▸ Given problem:
Find each line in the records below that contains the word "photo" and copy those lines out in full.
**** Extracted entries
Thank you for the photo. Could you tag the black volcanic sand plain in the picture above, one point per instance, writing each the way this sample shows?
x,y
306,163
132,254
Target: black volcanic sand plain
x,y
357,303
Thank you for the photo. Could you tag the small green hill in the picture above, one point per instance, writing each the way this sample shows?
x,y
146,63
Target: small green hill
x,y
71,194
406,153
********
**** Extracted entries
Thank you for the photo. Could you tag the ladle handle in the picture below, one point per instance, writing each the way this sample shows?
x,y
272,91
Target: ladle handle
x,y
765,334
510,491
********
▸ Worked solution:
Thank you for the photo. Could you tag the black volcanic sand plain in the picture above, one point per instance, writing each the way this sample shows?
Thank you for the photo. Could you tag the small green hill in the picture above, one point per instance, writing each the way this sample shows?
Thank you for the photo. Could you tag the ladle handle in the picture below, one point per instance, writing each the way this sample shows?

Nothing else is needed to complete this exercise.